- Work to be completed
Reproduce each entry below in full, exactly as it was given.

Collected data
============================================================

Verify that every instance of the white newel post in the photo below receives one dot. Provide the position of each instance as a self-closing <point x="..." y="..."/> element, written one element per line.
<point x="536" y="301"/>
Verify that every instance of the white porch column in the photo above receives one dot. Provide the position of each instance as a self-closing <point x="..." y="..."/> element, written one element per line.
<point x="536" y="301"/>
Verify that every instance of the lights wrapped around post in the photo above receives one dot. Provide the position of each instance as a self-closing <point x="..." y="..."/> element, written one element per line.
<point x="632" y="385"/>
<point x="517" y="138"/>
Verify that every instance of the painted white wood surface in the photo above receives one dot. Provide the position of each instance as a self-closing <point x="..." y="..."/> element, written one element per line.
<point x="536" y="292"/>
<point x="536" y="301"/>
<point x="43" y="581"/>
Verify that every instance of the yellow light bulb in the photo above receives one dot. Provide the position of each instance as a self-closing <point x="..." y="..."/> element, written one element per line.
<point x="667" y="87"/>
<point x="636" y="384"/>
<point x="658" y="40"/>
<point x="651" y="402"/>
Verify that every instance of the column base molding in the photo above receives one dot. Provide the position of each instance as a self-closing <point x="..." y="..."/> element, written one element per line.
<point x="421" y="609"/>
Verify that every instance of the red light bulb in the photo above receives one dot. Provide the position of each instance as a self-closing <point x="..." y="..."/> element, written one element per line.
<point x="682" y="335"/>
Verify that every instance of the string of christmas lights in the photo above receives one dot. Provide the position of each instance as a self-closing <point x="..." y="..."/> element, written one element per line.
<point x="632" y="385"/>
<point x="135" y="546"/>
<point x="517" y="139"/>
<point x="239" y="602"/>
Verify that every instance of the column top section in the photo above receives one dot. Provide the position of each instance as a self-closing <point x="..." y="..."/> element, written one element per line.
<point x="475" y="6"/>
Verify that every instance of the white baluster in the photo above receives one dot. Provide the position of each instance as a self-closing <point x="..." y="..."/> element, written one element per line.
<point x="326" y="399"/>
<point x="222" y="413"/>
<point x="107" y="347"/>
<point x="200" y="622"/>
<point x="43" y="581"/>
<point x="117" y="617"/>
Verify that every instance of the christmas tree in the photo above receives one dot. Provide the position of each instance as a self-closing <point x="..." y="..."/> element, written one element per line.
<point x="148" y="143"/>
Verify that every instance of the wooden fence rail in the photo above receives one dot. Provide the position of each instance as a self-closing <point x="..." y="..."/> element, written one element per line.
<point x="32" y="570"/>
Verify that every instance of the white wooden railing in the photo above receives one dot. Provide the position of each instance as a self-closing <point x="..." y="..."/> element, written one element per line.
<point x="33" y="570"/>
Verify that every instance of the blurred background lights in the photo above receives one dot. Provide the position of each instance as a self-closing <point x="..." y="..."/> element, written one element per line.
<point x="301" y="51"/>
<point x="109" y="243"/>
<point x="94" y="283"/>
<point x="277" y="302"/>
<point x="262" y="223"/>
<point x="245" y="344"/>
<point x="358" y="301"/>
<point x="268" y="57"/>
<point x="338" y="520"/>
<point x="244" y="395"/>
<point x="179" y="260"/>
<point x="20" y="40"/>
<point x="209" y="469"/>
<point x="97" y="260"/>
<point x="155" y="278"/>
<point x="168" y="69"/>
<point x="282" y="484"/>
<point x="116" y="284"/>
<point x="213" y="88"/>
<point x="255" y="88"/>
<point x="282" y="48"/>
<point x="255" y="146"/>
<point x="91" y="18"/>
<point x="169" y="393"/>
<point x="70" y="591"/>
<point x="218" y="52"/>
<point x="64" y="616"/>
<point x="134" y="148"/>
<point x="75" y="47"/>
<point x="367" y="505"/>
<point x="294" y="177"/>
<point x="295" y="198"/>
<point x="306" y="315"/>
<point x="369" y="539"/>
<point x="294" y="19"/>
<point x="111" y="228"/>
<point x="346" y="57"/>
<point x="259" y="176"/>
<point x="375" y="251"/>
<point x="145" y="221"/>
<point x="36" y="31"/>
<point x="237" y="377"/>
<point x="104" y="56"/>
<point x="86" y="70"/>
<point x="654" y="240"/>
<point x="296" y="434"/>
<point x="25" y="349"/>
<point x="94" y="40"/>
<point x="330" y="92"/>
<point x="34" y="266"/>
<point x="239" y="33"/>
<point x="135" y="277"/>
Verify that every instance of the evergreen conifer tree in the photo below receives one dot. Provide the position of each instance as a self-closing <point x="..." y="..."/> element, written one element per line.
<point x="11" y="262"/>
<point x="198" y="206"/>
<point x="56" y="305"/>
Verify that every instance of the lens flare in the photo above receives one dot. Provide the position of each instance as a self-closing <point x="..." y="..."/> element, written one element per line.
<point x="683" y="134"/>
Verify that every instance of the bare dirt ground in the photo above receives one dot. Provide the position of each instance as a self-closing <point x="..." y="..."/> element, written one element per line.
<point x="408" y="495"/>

============================================================

- Exercise solution
Verify that every instance of the white newel post in the photo below receives one dot. Provide the position of each instance as a self-closing <point x="..." y="..."/> element, written one element per line.
<point x="536" y="301"/>
Verify that every instance of the white porch column in the photo above receives one dot. Provide the position of each instance as a self-closing <point x="..." y="..."/> element, written one element per line.
<point x="536" y="301"/>
Verify that every instance of the lights wrapped around post in the photo above receives one dot. Provide the position of each instance as a self-closing <point x="..." y="..."/> element, written one element per line.
<point x="632" y="385"/>
<point x="517" y="138"/>
Verify that every instance of the painted white wood surface in the photo above receives one dot. Provide the position of each instance as a self-closing <point x="..." y="..."/> element, written one element per line.
<point x="536" y="292"/>
<point x="536" y="301"/>
<point x="43" y="581"/>
Verify that every instance of the yellow light bulb in the photo above receives one dot. Provide the position of each instance as a self-closing <point x="..." y="..."/> element, written one element per line.
<point x="667" y="87"/>
<point x="636" y="384"/>
<point x="658" y="40"/>
<point x="651" y="402"/>
Verify that every instance of the column base molding in the photo above receives one dot. Provide the position of each instance as a self-closing <point x="..." y="..."/> element, written one element per line.
<point x="421" y="609"/>
Verify that every instance of the red light bulb in the photo above receives one dot. Provide the position of each instance as a self-closing <point x="..." y="..."/> element, written one element per line.
<point x="682" y="335"/>
Verify that every instance of the string of christmas lights in the photo above receives one dot. Provide the position of each instance as a self-closing <point x="..." y="..."/> element, written one element per line.
<point x="632" y="385"/>
<point x="135" y="546"/>
<point x="517" y="139"/>
<point x="239" y="602"/>
Verify that every instance of the column top section in the photo above receives one dot. Provide the position of each instance as a self-closing <point x="..." y="..."/> element, written one element per line.
<point x="475" y="6"/>
Verify that every instance of the white baluster in the photo above receives one dot. Provide the position of each instance as a self-closing <point x="..." y="..."/> element, written one element per line.
<point x="326" y="399"/>
<point x="222" y="413"/>
<point x="107" y="347"/>
<point x="200" y="622"/>
<point x="43" y="581"/>
<point x="117" y="617"/>
Verify that every instance of the christmas tree in the photo above receives one dot. Provide the position of each instance as a self-closing <point x="..." y="..."/> element, written one element per line.
<point x="148" y="143"/>
Verify that every instance of the wooden fence rail in the photo above receives one dot. Provide the position of each instance as a self-closing <point x="..." y="..."/> element, written one element per line.
<point x="32" y="570"/>
Verify that every instance of the white wooden railing in the photo above receives one dot. Provide the position of each instance as a self-closing <point x="..." y="..."/> element, written one element per line.
<point x="33" y="570"/>
Verify that every instance of the blurred background lights in the photo above receives one dot. Provide the position of each instance as a self-closing <point x="..." y="..."/> element, written one element per line.
<point x="301" y="51"/>
<point x="109" y="243"/>
<point x="94" y="283"/>
<point x="277" y="302"/>
<point x="262" y="223"/>
<point x="245" y="344"/>
<point x="358" y="301"/>
<point x="268" y="57"/>
<point x="338" y="520"/>
<point x="244" y="395"/>
<point x="179" y="260"/>
<point x="20" y="40"/>
<point x="209" y="469"/>
<point x="97" y="260"/>
<point x="155" y="278"/>
<point x="168" y="69"/>
<point x="282" y="484"/>
<point x="116" y="284"/>
<point x="213" y="88"/>
<point x="255" y="88"/>
<point x="282" y="48"/>
<point x="255" y="146"/>
<point x="91" y="18"/>
<point x="169" y="393"/>
<point x="70" y="591"/>
<point x="218" y="52"/>
<point x="64" y="616"/>
<point x="134" y="148"/>
<point x="75" y="47"/>
<point x="367" y="505"/>
<point x="294" y="177"/>
<point x="295" y="198"/>
<point x="306" y="315"/>
<point x="369" y="539"/>
<point x="294" y="19"/>
<point x="111" y="228"/>
<point x="346" y="57"/>
<point x="259" y="176"/>
<point x="375" y="251"/>
<point x="145" y="221"/>
<point x="36" y="31"/>
<point x="237" y="377"/>
<point x="104" y="56"/>
<point x="86" y="70"/>
<point x="654" y="240"/>
<point x="296" y="434"/>
<point x="25" y="349"/>
<point x="94" y="40"/>
<point x="330" y="92"/>
<point x="34" y="266"/>
<point x="239" y="33"/>
<point x="135" y="277"/>
Verify that every instance of the evergreen conifer tree in the photo below receives one dot. Provide the position of each instance as a self-closing <point x="..." y="..."/> element, written one element per line.
<point x="11" y="262"/>
<point x="198" y="206"/>
<point x="56" y="305"/>
Verify that every instance of the lens flare in the photo above receives one dot. Provide the position of each instance as a self-closing <point x="..." y="..."/> element, written one element per line.
<point x="683" y="134"/>
Verify that every instance of the bare dirt ground in the photo above receives one dot. Provide the position of each instance as a self-closing <point x="..." y="..."/> element, written one element per line.
<point x="408" y="495"/>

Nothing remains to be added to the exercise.